• _TEXTE FOURNI_
Les fractales et la réitération chez les plantes
Élisabeth Dumont
La caractéristique d’une fractale est sa structure répétitive : sa forme reste identique à elle-même, quelle que soit l’échelle à laquelle on l’observe. Elle peut être regardée de loin ou de près et sembler identique.
Le meilleur exemple de fractales dans le monde végétal est le chou Romanesco, variété ancienne de chou-fleur, cultivée en France seulement depuis les années 1990. Sa couleur verte est celle du brocoli, sa forme compacte est celle du chou-fleur. La forme générale du chou Romanesco est un cône, lui-même constitué de cônes plus petits, disposés en spirale.
Du point de vue théorique, l’une des figures de base des fractales est ce que l’on appelle le flocon de Koch. Il est obtenu progressivement à partir d’un triangle équilatéral. Chaque côté est découpé en 3, puis accolé d’un petit triangle similaire au triangle de départ, et ainsi de suite. Le contour de ce flocon a une longueur infinie et pourtant sa surface tend vers une valeur égale à 8/5 fois la surface du triangle de départ.

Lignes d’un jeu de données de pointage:
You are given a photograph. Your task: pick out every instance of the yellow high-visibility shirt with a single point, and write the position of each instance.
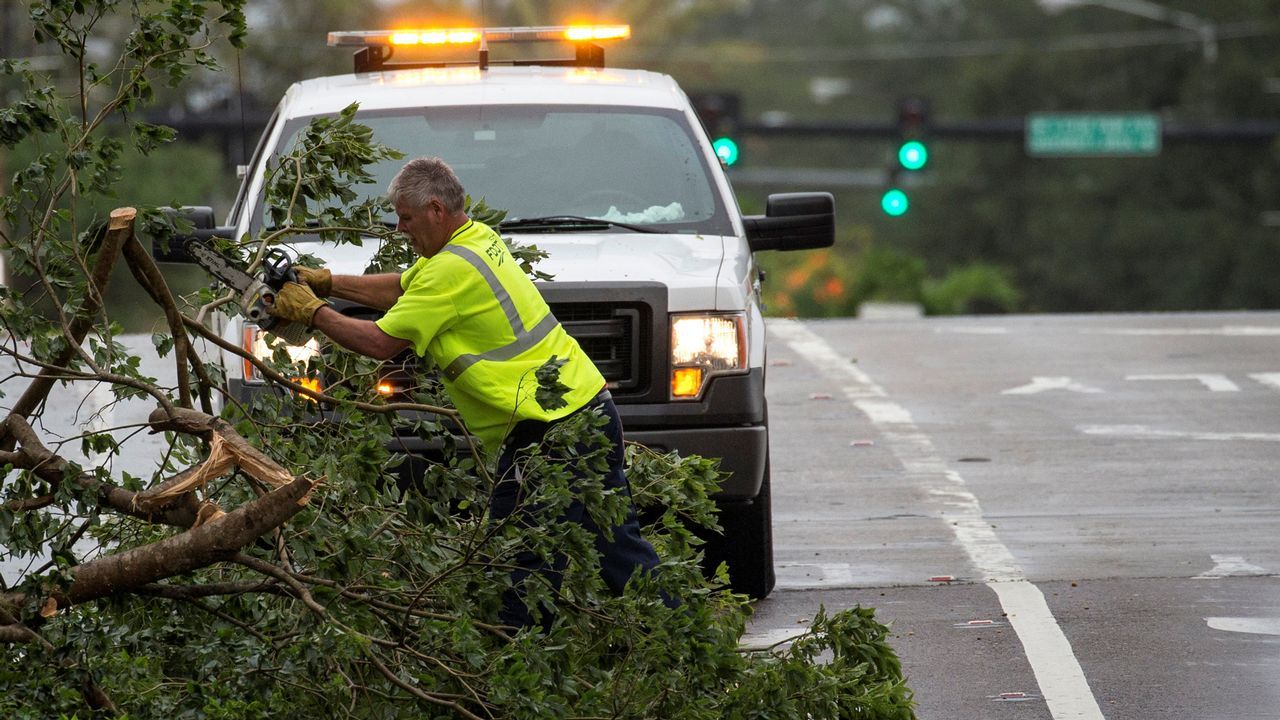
(484, 323)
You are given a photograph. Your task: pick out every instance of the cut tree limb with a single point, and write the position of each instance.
(119, 229)
(192, 550)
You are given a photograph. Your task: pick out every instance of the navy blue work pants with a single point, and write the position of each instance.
(620, 556)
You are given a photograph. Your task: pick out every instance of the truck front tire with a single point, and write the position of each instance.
(746, 545)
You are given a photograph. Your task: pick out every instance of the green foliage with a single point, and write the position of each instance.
(380, 597)
(970, 290)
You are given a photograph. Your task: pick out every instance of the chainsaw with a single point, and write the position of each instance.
(256, 294)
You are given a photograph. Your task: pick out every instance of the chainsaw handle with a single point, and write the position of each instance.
(278, 269)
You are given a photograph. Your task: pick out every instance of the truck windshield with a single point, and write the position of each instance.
(630, 165)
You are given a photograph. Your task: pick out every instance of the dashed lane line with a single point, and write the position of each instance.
(1057, 671)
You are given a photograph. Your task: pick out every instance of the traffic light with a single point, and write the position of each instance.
(895, 203)
(721, 115)
(913, 153)
(913, 121)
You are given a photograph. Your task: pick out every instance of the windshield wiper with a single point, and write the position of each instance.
(568, 223)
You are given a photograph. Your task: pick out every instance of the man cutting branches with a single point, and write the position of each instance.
(467, 304)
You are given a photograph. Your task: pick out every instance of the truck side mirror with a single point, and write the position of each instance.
(173, 249)
(792, 220)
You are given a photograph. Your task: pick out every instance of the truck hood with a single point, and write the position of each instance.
(693, 267)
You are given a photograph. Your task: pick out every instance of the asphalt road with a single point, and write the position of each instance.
(1061, 516)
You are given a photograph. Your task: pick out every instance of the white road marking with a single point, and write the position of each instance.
(1143, 432)
(1212, 381)
(1232, 566)
(972, 329)
(1252, 625)
(1226, 331)
(1270, 379)
(1040, 384)
(772, 637)
(1061, 680)
(813, 575)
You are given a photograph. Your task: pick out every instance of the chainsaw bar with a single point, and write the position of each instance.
(218, 265)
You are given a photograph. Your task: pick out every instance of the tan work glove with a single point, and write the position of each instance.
(320, 279)
(296, 302)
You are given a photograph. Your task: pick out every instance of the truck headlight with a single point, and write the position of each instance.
(264, 347)
(703, 346)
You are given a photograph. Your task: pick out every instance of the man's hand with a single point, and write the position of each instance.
(320, 279)
(296, 302)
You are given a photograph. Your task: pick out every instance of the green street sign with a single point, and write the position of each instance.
(1114, 135)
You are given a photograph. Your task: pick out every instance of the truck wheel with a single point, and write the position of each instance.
(746, 545)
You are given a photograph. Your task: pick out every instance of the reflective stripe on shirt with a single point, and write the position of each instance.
(525, 338)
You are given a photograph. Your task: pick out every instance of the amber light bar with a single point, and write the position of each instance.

• _CONSIGNE 1_
Répondez à ces questions sur le texte consacré aux fractales :
(a) Depuis quand le chou Romanesco est-il cultivé en France ?
(b) À partir de quelle figure le flocon de Koch est-il obtenu ?
(c) Vers quelle valeur tend la surface du flocon de Koch ?
• _CONSIGNE 2_
Résumez en deux phrases le texte sur les fractales.
Les items n’interviennent pas dans ce travail.

• _CORRIGÉ COMPLET 1_
(a) Depuis les années 1990.
(b) À partir d’un triangle équilatéral.
(c) Vers 8/5 fois la surface du triangle de départ.

• _CORRIGÉ COMPLET 2_
Une fractale a une structure répétitive dont la forme reste identique quelle que soit l’échelle d’observation, et le chou Romanesco en est le meilleur exemple végétal : c’est un cône constitué de cônes plus petits disposés en spirale. Sur le plan théorique, le flocon de Koch s’obtient à partir d’un triangle équilatéral dont chaque côté est découpé en trois puis accolé d’un petit triangle similaire, et son contour a une longueur infinie alors que sa surface tend vers 8/5 fois celle du triangle de départ.